start INFORMATION GIVEN

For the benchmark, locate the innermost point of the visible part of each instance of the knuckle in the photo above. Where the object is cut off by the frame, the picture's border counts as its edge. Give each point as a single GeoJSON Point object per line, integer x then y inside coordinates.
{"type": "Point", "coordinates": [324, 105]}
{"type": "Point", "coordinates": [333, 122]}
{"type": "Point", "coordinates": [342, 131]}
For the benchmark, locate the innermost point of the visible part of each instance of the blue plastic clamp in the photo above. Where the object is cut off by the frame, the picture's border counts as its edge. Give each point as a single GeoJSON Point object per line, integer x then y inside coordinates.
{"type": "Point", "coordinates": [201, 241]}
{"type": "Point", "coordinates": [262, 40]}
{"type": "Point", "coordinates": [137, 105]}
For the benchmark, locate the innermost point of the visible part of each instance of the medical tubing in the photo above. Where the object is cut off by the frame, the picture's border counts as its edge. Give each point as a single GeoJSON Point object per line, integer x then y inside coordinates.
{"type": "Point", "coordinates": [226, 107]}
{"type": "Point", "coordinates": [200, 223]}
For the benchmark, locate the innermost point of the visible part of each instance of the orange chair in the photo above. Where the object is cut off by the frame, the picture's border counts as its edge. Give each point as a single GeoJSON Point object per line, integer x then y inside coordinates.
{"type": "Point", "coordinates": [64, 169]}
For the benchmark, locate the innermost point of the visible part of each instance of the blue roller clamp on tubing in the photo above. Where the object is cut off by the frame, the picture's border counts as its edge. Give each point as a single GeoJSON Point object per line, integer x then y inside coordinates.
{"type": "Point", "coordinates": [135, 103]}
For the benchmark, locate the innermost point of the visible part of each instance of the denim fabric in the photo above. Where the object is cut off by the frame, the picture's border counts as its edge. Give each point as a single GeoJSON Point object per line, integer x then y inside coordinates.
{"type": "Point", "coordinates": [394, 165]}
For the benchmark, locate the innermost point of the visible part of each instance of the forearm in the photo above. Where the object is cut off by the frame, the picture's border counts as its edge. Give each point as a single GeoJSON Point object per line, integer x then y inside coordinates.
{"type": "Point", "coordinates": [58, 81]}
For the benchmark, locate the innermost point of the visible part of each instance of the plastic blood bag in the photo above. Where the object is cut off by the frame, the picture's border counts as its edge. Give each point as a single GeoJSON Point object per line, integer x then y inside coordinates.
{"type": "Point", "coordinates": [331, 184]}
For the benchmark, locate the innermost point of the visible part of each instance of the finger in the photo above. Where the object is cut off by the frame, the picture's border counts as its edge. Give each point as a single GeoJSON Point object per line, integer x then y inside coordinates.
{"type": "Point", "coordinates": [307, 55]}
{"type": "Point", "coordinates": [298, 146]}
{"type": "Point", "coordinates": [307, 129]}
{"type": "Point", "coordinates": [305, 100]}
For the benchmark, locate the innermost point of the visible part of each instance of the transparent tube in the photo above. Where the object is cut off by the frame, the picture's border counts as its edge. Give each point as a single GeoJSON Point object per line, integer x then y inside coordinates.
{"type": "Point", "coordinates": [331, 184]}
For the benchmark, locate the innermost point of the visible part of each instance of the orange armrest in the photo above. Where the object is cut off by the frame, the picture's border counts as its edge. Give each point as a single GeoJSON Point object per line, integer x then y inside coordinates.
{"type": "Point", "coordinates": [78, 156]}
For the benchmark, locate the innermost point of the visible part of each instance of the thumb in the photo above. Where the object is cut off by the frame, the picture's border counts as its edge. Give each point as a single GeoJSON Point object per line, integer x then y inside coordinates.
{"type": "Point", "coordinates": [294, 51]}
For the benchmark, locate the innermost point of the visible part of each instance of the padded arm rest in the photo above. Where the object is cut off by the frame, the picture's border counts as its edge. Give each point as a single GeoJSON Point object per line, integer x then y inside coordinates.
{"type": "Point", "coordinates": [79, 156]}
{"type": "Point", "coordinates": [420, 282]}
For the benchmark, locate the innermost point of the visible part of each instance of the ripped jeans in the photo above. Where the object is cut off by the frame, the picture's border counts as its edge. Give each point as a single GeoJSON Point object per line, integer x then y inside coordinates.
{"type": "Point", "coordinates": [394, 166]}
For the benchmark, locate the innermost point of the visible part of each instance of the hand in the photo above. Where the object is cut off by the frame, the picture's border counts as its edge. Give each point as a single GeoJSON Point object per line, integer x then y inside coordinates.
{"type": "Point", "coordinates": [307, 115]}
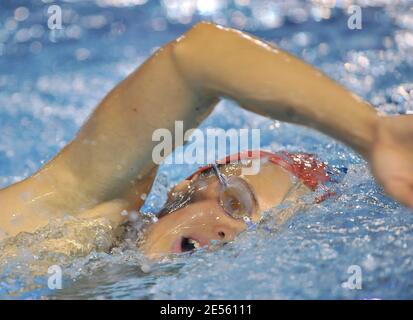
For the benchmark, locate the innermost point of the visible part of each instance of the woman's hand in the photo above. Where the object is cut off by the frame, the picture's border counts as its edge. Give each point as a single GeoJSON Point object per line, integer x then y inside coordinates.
{"type": "Point", "coordinates": [392, 157]}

end INFORMATION GIVEN

Reproduce verbatim the stretch of the data from the line containing "of the woman's" through the end of the data, both ends included.

§ CORRECT RESPONSE:
For the benchmark, locate the innermost point of the visible part of each instance of the woman's hand in the photo above. Where the object is cut off by the frame, the picture's border counts as its edge. Give each point as a single GeoJSON Point object per line, integer x then y inside coordinates.
{"type": "Point", "coordinates": [392, 157]}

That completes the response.